Seasons was spectacularly successful. Although this
was my first film, it didn’t win the newcomer award
at the Wildscreen and Jackson Hole wildlife film festivals
(the major business events in wildlife filmmaking). Instead
it won Best of Show at both events. The Wildscreen award was
the first time an underwater film or an American film had
ever won.
Season in the Sea’s impact on my career is
inestimable. National Geographic asked me to produce a special
for them. I had to tell them to wait a year because I had
already accepted a contract to make another film for PBS Nature
(at more than double the Seasons budget). Geographic waited
and in 1993 Michele and I were employed to produce a Special
at more than three times the Seasons budget. Graeme Ferguson,
founder of IMAX, came to San Diego to ask me to direct an
underwater IMAX 3D film that later became Into the Deep. He
came to San Diego just to see me! I was flabbergasted. I was
so shocked to be asked by this legendary filmmaker to direct
an IMAX 3D film with a camera system that would weigh 1,500
pounds that, at the end of our meeting, I left him standing
at the curb holding his bags and drove away having forgotten
that I was supposed to drive him to the airport. The enormous
success of Seasons in the Sea gave birth to a film production
career that never had a hungry moment or a difficult contract
negotiation. I was the right guy at the right time with the
right idea. The timing of it was critical. And the timing
of it was pure dumb luck.

* _REQUIRED ACTIONS_
(a) According to the passage about Seasons in the Sea, what award did the film win at both the Wildscreen and Jackson Hole festivals?
(b) In the passage about Seasons in the Sea, why did the writer ask National Geographic to wait a year before producing a special for them?

* _DATASET EXCERPT_
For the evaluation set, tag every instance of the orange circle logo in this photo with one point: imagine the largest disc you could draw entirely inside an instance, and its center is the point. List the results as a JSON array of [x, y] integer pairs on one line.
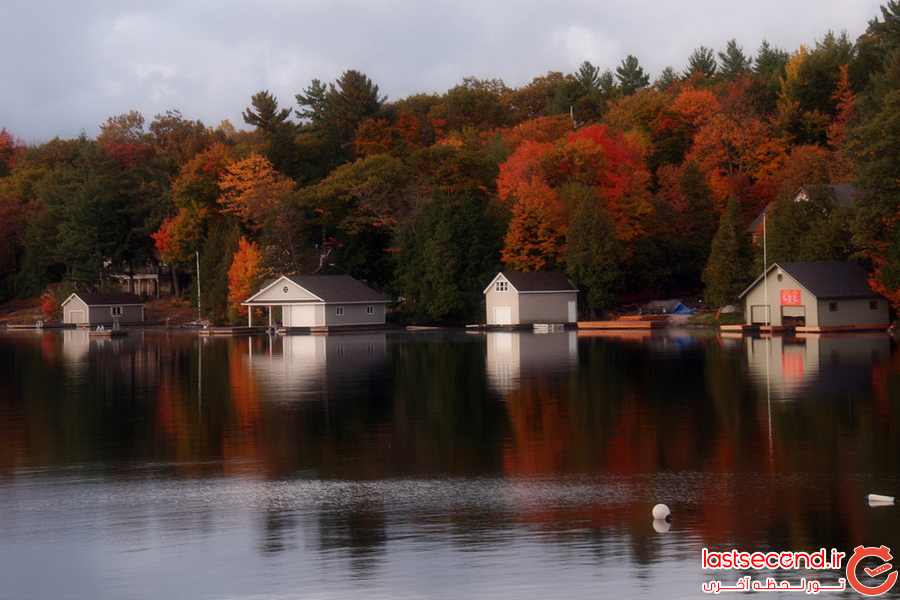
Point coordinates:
[[882, 553]]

* _SOLUTIONS TO THE PROBLEMS_
(a) Best of Show

(b) The writer had already accepted a contract to make another film for PBS Nature, at more than double the Seasons budget. National Geographic waited, and in 1993 the writer and Michele were hired to produce the Special.